### REQUIRED TASK A
List each line of the records below that contains the word "pixels".

### TEXT BLOCK
+ + + +
Wanting to feel more grounded is something I hear a lot from my students when they first join my yoga classes. It makes complete sense. We are so inundated with information these days and our brains are on a constant wheel of assessing and processing things, that most of us spend a lot of time in our heads - thinking, figuring, analyzing. Being thoughtful is certainly an important part of living consciously, but it's not a good sign when we overanalyze so much that our brain feels fried or it causes us more stress. We often don't know when or how to gain control of our monkey minds (known as chitta vritti in Sanskrit) and we can be left feeling overwhelmed, paralyzed, and helpless. It also leads to anxiety, which I know many of my students and readers can relate to.

The unfortunate truth is that anxiety is the most common mental health concern in the world, and is experienced by roughly 19% of adults in the US. With the state of the world the way it is, this isn't much of a surprise to me, but this doesn't make it normal, natural, or okay. Our nervous systems were not designed to know about everything happening in the world, all the time, let alone be able to realistically understand it all. It was designed to react to acute stressors in our immediate surroundings, followed by periods of remediation and rest. This chronic stress to our nervous system is leading to burnout, breakdown, and dis-ease. And of course…. more people seeking to “Get grounded.”

So what does it actually mean to get grounded, or ground ourselves? To me, it means moving from our wild running minds into a sense of steadiness, a more even, unshakeable place, like a mountain or tree. I also think feeling grounded comes with a sense of connection - with ourselves and what’s beyond and bigger than ourselves, like a support network or a root system strengthening the soil.

So, I invite you to live a little less in your head, and a little more in your feet, in your roots.

Here are five ways how:

1. Grounding Yoga Asanas (postures)

Because practicing yoga has been shown to help people feel more relaxed, it is a given that any yoga pose or practice (from a vinyasa flow to breathwork to meditation) could help you feel more grounded. But there are specific postures that I personally feel connect me more to my roots or foundations. These tend to be asanas that focus on the lower half of my body, engaging my legs and containment muscles (outer structures of the body that hold you in), and bring more awareness to my feet. I also like to play with shifting my weight around, and even bringing attention into my back body to feel the invisible support of the energy behind me. Grounding yoga can also involve supportive postures or using lots of props like what you'd find in a restorative yoga class. Some of my favorite yoga poses for grounding are: Tadasana (mountain), Vrksasana (tree), Garudasana (eagle), any and all Virabhadrasana (warriors), Trikonasana (triangle), Utkata Konasana (fierce goddess), Malasana (garland or "yogi squat"), any forward fold, Salamba Bhujangasana (sphinx), Balasana (child's). If you are a more visual learner, check them out here! What asanas feel most grounding to you? At the end of the day, what matters is what experience the postures create in your body, so I encourage you to notice how they each make you feel.
+ + + +
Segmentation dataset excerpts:
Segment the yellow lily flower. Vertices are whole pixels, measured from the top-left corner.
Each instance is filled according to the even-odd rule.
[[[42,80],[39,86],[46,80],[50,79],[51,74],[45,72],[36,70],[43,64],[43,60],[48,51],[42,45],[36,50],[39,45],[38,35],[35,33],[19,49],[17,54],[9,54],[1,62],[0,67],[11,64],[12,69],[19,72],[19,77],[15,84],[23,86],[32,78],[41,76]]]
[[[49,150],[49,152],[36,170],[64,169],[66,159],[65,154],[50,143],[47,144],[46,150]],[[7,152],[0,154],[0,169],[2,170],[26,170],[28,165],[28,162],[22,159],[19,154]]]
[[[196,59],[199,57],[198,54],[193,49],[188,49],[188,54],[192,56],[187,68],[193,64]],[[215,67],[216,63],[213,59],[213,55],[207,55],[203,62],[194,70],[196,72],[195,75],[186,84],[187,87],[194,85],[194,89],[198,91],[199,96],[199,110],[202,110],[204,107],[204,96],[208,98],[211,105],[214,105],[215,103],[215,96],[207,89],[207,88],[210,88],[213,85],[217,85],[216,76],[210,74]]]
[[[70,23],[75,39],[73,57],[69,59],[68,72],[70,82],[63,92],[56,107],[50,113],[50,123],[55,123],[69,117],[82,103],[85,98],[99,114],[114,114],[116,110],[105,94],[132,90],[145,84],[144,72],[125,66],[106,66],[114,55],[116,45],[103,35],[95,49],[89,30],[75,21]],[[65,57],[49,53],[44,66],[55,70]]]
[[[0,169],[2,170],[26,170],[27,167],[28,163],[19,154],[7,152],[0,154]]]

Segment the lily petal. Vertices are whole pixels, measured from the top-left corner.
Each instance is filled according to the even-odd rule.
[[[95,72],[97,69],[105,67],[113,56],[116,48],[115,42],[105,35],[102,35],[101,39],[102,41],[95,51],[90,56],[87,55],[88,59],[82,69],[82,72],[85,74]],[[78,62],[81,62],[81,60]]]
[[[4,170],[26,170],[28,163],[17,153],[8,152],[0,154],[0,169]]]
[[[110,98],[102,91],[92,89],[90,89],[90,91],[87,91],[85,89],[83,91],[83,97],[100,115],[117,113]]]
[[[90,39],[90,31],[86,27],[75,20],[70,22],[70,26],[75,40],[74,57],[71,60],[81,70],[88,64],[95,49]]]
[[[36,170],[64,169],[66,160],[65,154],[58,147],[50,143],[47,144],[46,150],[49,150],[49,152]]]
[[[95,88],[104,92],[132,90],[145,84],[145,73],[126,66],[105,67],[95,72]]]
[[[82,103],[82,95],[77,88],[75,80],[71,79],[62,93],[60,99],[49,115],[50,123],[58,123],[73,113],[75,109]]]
+ + + +
### REQUIRED TASK B
According to the piece on feeling grounded, roughly what percentage of adults in the US experience anxiety?

### EXERCISE ANSWER A
Segment the yellow lily flower. Vertices are whole pixels, measured from the top-left corner.
Segment the lily petal. Vertices are whole pixels, measured from the top-left corner.

### EXERCISE ANSWER B
Roughly 19%.